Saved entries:
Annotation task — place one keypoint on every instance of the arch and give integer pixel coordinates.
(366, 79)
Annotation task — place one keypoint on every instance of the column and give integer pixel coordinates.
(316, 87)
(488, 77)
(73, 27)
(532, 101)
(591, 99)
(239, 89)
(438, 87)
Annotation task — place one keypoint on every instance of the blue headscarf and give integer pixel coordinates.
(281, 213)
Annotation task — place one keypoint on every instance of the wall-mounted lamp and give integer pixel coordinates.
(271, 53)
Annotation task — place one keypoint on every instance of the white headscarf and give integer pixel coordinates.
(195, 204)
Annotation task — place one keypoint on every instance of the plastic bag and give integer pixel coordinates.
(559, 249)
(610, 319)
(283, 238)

==

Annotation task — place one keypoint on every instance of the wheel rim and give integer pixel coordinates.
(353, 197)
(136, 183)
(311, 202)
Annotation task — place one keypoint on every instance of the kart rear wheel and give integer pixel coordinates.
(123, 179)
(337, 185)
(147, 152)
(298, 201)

▶ [What the task asks]
How many of the rows above contain the word "headscarf"? Reply with only the number.

▶ [Exercise output]
2